§ **Short task**: Locate the line containing "Each instance of the white cloud" in the data below. Reproduce it and every following line up to the end, exactly as given.

§ **Provided information**:
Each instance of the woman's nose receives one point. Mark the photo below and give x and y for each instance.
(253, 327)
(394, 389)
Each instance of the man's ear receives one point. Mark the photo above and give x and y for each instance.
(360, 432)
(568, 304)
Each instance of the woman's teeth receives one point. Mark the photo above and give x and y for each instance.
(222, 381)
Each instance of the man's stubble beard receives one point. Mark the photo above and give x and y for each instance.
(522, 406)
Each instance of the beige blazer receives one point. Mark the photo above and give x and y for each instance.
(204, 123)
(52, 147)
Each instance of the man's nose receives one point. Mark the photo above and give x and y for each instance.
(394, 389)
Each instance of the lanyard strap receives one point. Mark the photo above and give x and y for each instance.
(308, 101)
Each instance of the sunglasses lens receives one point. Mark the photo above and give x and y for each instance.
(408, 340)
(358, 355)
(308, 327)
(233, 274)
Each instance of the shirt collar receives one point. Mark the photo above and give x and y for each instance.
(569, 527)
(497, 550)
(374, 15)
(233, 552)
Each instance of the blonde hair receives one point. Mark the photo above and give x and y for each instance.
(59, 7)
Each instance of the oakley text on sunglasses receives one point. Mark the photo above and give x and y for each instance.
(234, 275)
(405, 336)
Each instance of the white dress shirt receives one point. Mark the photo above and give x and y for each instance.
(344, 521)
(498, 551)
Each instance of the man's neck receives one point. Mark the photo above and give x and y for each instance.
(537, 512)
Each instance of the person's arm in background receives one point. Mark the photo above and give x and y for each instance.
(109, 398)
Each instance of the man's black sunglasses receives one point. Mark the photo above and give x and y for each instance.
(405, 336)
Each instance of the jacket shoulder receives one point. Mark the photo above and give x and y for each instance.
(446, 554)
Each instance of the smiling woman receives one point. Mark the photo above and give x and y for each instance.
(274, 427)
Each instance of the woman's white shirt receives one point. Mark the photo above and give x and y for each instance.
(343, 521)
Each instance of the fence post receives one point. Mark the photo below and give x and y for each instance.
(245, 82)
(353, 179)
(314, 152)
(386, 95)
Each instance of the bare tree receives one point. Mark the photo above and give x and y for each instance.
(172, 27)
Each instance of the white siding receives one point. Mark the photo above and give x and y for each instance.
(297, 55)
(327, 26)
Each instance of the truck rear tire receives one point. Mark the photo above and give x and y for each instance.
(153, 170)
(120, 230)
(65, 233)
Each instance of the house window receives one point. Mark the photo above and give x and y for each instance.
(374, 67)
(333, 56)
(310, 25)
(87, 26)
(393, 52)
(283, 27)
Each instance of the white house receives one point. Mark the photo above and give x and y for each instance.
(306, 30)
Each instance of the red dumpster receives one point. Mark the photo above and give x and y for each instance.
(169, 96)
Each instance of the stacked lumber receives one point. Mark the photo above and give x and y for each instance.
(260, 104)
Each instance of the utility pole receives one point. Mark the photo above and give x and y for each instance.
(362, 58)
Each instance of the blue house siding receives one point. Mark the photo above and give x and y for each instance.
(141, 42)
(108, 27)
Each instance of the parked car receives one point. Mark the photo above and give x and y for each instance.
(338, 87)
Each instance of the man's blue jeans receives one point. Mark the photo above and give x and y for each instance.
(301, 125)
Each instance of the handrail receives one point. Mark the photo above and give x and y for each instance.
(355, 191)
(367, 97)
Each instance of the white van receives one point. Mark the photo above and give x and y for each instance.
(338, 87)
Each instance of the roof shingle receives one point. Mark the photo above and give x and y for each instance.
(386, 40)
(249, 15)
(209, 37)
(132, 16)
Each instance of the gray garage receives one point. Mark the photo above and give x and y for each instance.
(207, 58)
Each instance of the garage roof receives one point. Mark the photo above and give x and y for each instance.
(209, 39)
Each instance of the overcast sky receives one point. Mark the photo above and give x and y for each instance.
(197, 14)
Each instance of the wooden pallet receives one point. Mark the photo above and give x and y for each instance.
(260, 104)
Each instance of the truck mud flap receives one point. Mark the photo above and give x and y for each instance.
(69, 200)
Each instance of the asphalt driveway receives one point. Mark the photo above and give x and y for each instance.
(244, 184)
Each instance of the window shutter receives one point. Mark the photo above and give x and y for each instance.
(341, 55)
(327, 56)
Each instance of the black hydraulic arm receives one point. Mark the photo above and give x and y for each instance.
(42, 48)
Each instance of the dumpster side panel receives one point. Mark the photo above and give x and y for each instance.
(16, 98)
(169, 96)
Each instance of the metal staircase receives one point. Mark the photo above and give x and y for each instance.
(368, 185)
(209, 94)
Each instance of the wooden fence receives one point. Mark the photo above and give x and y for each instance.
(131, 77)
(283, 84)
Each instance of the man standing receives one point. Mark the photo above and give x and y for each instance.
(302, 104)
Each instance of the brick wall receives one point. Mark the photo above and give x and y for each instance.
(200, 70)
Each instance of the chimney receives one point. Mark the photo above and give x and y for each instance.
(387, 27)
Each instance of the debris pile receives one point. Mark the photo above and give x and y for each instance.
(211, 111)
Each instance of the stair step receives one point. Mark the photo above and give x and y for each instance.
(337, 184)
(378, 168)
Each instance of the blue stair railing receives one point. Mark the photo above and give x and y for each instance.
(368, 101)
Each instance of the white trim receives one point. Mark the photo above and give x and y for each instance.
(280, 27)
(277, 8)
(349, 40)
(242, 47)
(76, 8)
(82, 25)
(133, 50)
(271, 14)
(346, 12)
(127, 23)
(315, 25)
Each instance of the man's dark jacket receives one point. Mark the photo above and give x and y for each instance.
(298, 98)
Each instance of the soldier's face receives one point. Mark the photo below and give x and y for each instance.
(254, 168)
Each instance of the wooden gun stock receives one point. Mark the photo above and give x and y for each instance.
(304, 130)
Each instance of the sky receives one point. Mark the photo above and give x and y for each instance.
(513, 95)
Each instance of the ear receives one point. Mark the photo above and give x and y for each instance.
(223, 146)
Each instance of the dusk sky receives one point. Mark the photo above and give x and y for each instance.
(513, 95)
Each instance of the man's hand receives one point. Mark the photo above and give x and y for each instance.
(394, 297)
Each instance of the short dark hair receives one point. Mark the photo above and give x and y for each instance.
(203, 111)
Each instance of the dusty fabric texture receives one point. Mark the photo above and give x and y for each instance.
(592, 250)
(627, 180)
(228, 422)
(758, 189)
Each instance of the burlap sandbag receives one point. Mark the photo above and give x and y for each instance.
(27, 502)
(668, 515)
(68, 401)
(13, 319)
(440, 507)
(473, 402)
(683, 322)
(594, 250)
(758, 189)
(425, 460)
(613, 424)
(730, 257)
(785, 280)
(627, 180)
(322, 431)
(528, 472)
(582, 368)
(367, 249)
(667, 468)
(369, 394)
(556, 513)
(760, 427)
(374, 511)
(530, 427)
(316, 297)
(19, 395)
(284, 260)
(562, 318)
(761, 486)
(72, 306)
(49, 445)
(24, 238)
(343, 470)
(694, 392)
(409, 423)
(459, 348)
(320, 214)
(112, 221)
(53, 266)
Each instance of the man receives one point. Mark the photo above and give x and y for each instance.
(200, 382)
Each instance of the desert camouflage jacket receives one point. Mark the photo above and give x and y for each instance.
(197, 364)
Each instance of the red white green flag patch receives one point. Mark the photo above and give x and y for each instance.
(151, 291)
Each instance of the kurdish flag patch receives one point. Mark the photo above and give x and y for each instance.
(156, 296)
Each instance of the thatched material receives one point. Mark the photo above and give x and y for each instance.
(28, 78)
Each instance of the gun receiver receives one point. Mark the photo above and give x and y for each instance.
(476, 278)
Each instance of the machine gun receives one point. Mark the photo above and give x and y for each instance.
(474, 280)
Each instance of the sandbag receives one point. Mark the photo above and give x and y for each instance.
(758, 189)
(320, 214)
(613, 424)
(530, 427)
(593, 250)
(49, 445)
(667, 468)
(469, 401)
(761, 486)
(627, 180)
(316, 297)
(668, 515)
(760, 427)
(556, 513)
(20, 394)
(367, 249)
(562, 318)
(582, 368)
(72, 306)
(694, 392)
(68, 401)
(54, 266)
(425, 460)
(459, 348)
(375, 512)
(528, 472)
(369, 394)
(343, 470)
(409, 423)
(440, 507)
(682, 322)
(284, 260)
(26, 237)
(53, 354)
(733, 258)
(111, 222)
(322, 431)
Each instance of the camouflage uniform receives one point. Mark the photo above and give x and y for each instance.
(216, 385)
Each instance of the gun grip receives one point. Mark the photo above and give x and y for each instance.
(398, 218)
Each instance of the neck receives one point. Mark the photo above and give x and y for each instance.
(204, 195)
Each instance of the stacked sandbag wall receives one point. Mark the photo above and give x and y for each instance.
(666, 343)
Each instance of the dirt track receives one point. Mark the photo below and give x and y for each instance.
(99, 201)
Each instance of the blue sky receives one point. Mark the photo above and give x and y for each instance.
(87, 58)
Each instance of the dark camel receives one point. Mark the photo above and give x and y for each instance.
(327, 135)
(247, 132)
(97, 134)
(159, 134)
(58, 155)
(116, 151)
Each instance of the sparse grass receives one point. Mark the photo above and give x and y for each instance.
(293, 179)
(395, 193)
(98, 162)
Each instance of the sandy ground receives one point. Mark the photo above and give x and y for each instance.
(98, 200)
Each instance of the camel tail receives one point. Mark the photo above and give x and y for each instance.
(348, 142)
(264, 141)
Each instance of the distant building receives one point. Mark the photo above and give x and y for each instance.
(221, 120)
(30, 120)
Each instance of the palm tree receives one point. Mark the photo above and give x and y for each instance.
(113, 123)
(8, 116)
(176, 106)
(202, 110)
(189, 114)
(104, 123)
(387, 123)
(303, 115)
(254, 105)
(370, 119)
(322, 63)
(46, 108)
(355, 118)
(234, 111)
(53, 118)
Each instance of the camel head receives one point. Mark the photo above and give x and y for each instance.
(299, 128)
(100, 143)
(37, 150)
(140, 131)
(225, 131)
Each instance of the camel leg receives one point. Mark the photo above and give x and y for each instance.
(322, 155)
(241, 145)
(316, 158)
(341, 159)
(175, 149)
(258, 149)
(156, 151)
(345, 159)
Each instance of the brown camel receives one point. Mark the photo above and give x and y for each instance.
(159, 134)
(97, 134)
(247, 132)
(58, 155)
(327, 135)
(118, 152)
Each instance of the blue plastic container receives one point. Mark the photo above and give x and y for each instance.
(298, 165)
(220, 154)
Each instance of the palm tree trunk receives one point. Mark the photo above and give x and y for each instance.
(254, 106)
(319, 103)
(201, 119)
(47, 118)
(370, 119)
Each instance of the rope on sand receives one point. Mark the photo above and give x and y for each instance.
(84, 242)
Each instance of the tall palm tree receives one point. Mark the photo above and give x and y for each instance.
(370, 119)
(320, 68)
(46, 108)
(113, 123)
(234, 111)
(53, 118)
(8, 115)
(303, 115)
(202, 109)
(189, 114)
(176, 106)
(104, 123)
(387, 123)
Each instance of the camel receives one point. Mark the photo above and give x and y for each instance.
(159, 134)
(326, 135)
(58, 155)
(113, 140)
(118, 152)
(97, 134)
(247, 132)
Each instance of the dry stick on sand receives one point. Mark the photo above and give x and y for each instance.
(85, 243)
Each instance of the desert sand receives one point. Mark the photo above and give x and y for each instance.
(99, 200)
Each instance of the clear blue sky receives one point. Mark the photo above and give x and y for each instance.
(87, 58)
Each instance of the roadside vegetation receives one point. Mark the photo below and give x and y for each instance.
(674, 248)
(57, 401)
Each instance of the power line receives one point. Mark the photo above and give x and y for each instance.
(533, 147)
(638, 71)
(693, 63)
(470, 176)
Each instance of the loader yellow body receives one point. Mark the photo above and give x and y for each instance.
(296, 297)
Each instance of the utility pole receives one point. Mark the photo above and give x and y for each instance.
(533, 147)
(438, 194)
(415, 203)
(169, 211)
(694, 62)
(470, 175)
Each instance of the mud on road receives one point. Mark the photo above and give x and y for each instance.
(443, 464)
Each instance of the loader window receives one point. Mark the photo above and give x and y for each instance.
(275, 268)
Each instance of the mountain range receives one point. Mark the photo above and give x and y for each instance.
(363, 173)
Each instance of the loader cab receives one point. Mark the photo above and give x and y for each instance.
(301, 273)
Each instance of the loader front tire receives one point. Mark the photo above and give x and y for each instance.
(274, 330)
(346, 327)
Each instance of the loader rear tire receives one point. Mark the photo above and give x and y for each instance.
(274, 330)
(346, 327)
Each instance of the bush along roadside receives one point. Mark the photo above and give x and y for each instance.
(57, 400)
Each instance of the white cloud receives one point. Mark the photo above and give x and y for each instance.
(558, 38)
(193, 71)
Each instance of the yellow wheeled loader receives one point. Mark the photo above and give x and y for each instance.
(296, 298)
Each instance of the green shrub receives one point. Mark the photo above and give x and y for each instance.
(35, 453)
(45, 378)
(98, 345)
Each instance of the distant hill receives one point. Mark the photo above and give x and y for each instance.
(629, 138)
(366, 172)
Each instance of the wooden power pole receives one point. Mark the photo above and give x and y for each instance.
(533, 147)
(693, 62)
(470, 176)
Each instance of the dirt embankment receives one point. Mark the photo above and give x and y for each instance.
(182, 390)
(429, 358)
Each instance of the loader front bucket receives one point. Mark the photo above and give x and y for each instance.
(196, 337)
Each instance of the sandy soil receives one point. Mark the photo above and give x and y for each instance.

§ **Written solution**:
Each instance of the white cloud receives one point. Mark the photo above and give x and y for each instance.
(558, 38)
(193, 71)
Each instance of the yellow wheeled loader receives one point. Mark the photo above and give x and y for each instance.
(296, 298)
Each instance of the green shrub receives one point. Mark the photo above and give x and y for each instance.
(35, 453)
(45, 378)
(98, 345)
Each instance of the distant hill receives one point. Mark the photo above and give x and y for each instance.
(629, 138)
(366, 172)
Each instance of the wooden power pole receives one point. Mark the photo above and give x and y for each instance.
(533, 147)
(693, 62)
(470, 176)
Each instance of the dirt embankment receives one point. Mark the photo above and give x and y for each instance.
(182, 390)
(429, 358)
Each instance of the loader front bucket receives one point. Mark the photo above and give x and y for each instance.
(196, 337)
Each instance of the sandy soil receives one point. Mark the photo above and give x and y for each instance.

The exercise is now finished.